PROBLEM TO SOLVE
Look through the data below and work out how many lines hold "cabinet"; state only the number.

-- DATA FOR REVIEW follows --

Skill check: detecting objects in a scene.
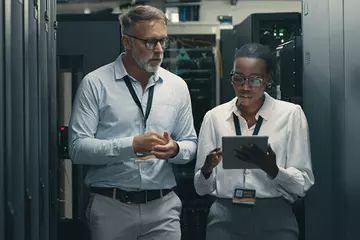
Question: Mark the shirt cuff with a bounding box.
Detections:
[194,170,216,196]
[172,142,180,157]
[269,167,292,183]
[167,141,185,164]
[118,136,136,159]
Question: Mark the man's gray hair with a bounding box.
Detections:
[119,5,168,35]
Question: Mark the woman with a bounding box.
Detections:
[194,43,314,240]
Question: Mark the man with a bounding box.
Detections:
[68,5,197,240]
[194,43,314,240]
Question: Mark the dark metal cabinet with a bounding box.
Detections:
[233,12,301,51]
[48,0,59,239]
[303,0,360,239]
[57,14,122,75]
[275,36,303,105]
[1,1,58,240]
[0,0,5,239]
[302,1,333,239]
[4,1,26,240]
[24,0,41,240]
[220,13,302,105]
[57,14,122,240]
[219,29,237,104]
[38,0,50,238]
[343,0,360,236]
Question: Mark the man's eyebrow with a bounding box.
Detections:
[143,35,168,39]
[233,72,263,76]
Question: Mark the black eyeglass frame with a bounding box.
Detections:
[124,33,170,50]
[229,70,265,87]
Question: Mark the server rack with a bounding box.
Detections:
[57,55,90,240]
[162,34,217,134]
[275,36,303,105]
[303,0,360,238]
[24,0,31,239]
[220,12,302,104]
[38,0,51,239]
[275,35,305,239]
[57,14,122,76]
[48,1,59,239]
[162,32,218,240]
[0,0,5,239]
[57,14,122,240]
[2,1,58,240]
[165,23,221,240]
[220,29,237,104]
[24,0,41,240]
[233,12,301,52]
[5,1,26,240]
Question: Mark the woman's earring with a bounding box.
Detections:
[267,83,272,88]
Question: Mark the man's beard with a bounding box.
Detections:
[131,47,163,73]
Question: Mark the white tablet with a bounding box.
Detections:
[222,136,269,169]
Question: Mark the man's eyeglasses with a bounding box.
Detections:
[124,33,169,50]
[230,71,264,87]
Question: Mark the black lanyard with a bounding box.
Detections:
[232,113,263,136]
[123,75,154,128]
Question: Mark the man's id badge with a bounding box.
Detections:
[135,152,156,161]
[232,189,256,205]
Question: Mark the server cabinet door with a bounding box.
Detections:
[25,0,41,240]
[4,0,12,238]
[302,0,335,239]
[48,0,58,239]
[38,0,50,239]
[24,0,31,239]
[344,0,360,236]
[327,0,346,239]
[4,0,26,240]
[0,0,5,239]
[220,29,237,104]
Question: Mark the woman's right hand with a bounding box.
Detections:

-- DATA FOR REVIEW concluded --

EXERCISE OUTPUT
2